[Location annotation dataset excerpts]
---+---
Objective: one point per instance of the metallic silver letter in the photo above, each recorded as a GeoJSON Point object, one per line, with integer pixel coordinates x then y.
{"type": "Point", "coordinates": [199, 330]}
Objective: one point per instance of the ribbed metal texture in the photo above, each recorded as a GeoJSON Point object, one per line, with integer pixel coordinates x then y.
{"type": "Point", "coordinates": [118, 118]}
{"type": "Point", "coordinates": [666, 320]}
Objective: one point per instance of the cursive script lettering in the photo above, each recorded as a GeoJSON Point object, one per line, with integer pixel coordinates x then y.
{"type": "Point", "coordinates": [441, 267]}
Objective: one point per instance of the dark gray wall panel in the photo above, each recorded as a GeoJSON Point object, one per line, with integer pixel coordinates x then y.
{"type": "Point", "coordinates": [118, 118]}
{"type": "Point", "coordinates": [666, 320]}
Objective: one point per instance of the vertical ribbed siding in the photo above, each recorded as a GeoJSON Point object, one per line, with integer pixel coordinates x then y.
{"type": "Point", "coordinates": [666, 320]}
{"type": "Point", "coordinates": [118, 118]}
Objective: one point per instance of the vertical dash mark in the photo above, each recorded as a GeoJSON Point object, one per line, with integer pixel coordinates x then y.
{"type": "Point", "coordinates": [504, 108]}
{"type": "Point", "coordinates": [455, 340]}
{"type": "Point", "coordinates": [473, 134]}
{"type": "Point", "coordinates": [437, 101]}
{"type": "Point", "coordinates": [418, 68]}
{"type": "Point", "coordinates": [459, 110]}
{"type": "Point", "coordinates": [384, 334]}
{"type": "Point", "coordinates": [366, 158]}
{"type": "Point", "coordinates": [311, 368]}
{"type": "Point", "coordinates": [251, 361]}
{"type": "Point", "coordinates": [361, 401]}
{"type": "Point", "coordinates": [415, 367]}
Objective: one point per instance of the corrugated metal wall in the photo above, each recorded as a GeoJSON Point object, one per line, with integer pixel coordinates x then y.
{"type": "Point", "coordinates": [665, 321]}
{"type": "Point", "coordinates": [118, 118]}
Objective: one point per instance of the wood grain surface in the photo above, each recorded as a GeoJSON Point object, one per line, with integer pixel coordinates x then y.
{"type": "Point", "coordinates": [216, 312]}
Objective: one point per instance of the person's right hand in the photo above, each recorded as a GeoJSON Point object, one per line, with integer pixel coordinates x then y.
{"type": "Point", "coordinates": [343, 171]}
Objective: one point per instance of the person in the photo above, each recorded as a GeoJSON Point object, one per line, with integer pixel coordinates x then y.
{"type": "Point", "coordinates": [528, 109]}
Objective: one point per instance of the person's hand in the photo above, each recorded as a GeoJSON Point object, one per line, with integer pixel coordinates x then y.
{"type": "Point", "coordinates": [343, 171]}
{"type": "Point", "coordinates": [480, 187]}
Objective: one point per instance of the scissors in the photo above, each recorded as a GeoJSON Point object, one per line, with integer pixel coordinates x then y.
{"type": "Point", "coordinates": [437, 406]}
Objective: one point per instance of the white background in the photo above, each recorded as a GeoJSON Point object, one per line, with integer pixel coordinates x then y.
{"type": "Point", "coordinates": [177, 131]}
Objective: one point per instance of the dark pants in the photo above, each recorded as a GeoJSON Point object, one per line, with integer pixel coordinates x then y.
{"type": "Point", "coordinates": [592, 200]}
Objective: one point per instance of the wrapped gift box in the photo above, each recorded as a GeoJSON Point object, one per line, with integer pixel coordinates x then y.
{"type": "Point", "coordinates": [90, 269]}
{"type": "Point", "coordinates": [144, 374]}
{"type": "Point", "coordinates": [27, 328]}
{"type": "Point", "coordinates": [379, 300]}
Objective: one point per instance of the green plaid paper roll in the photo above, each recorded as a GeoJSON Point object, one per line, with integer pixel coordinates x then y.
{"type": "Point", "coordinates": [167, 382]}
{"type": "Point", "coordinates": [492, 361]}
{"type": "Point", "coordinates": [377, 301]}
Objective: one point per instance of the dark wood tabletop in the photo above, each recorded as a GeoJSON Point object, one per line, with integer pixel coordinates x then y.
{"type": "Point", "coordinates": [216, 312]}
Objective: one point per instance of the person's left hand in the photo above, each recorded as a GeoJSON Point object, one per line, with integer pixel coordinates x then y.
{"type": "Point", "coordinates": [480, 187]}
---+---
[WRITTEN REQUEST]
Starting at the line containing "Objective: one point per instance of the person's left" and ending at the end of the rows, write those lines out again, keeping the Objective lines unchanged. Scale every coordinate in the answers by 1.75 and round to whole numbers, with halves rounded up.

[RESULT BELOW]
Objective: one point per instance of the person's left hand in the photo above, each recorded as a GeoJSON Point object, one per line, with integer pixel coordinates x then y.
{"type": "Point", "coordinates": [840, 327]}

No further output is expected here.